# WHAT IS EXPECTED:
Continue the article below about the executive order rescheduling marijuana and extending Medicare coverage to CBD, starting after its final sentence.

# PROVIDED TEXT:

President Trump reschedules marijuana, moves for Medicare coverage for CBD

President Donald Trump on Thursday ushered in the most momentous shift in federal marijuana policy since 1970 with an executive order reclassifying cannabis as a less dangerous drug and recognizing for the first time its medical benefits.

“I promised to be the president of common sense, and that is exactly what we are doing,” said the president, flanked by top cabinet and health officials, doctors and veterans’ advocates during an Oval Office signing ceremony.

“This is really something having to do with common sense.”

The executive order directs the Justice Department to move marijuana from Schedule 1 to Schedule 3 of the Controlled Substances Act.

Exactly when cannabis would become Schedule 3, a designation that recognizes marijuana’s medical value under federal law, was not immediately clear.

Marijuana rescheduling does not legalize the drug. Nor does it drastically change how cannabis is currently produced and sold under state law.

However, rescheduling does free the $32 billion legal U.S. cannabis industry from 280E of the Internal Revenue Code, promising near-immediate benefits in the form of federal tax relief.

Along with boosting plant-touching cannabis companies’ margins, rescheduling is also expected to encourage major institutional investors to enter the cannabis space.

Other sought-after reforms, such as banking protections and interstate commerce, will have to wait for further action, likely from Congress.

And though certain cannabis-specific barriers to researching the drug will remain, marijuana rescheduling is also expected to encourage research. Institutions, such as public universities that receive federal funding, may be less wary about handling the drug.

Trump is also directing lawmakers and officials to make CBD-based treatments available to seniors on Medicare, a revolutionary advancement that could come as soon as April 2026, according to Mehmet Oz, the administrator of the Centers for Medicare & Medicaid Services.

“President Trump’s executive order has unleashed a seismic shift in healthcare – one of the boldest breakthroughs in generations,” Howard Kessler, founder of The Commonwealth Project, said in a statement.

# INFORMATION SUPPLIED:
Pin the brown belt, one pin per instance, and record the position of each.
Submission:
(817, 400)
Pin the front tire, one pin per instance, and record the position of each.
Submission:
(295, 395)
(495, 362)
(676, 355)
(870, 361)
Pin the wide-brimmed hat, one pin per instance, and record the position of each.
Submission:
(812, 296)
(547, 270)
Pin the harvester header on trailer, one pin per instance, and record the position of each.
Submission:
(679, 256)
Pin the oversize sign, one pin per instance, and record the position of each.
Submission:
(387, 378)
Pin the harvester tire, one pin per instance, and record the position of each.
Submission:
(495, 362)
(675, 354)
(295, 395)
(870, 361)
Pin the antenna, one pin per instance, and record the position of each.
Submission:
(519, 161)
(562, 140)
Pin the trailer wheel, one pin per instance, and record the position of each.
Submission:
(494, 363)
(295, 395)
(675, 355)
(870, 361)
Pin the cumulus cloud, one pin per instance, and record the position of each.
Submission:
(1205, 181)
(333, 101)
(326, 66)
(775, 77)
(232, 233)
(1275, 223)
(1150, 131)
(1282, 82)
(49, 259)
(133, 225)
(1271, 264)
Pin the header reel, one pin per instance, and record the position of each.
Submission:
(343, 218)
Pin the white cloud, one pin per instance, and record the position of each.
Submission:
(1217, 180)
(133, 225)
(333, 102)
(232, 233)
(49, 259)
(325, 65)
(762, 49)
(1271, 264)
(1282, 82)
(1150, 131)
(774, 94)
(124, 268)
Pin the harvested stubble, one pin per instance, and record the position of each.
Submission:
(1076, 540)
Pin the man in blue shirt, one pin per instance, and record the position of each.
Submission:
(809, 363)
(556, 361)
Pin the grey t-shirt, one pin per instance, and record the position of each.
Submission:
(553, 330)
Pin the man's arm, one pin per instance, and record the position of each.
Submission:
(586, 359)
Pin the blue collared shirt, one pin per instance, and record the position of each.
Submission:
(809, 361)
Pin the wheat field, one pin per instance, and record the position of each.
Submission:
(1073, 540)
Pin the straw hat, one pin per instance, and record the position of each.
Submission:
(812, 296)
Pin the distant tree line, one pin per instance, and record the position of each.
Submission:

# EXERCISE RESULT:
It was Kessler’s organization that produced a video extolling CBD’s potential to treat health problems in seniors that Trump posted to his Truth Social page in September.

“While the rescheduling of cannabis will dominate the headlines, it’s his revolutionary pilot Medicare program that brings immediate, life-altering relief and access to cannabinoid-based therapies for millions of seniors grappling with chronic pain and debilitating conditions,” Kessler added.

Trump is said to have been influenced to rescheduling marijuana thanks in large part to Kessler, a Mar-a-Lago Club member, as well as Kim Rivers, CEO of Tallahassee, Florida-based Trulieve Cannabis Corp.

Both Oz and Trump hinted at that influence campaign on Thursday.

“It’s something having to do with the fact that so many people that I respect asked me to do it – people that are having problems, big problems with illness,” Trump said. “With cancer in particular.”

“Howard Kessler, God bless you for being a pain in our sides,” Oz said. “Mister President, he’s promised to stop calling you – on this issue.”

Last year, Trump became the first major party presidential candidate to endorse adult-use marijuana legalization when he said he would vote for Amendment 3, a Trulieve-funded push to legalize cannabis in Florida.

This is a developing story and will be updated.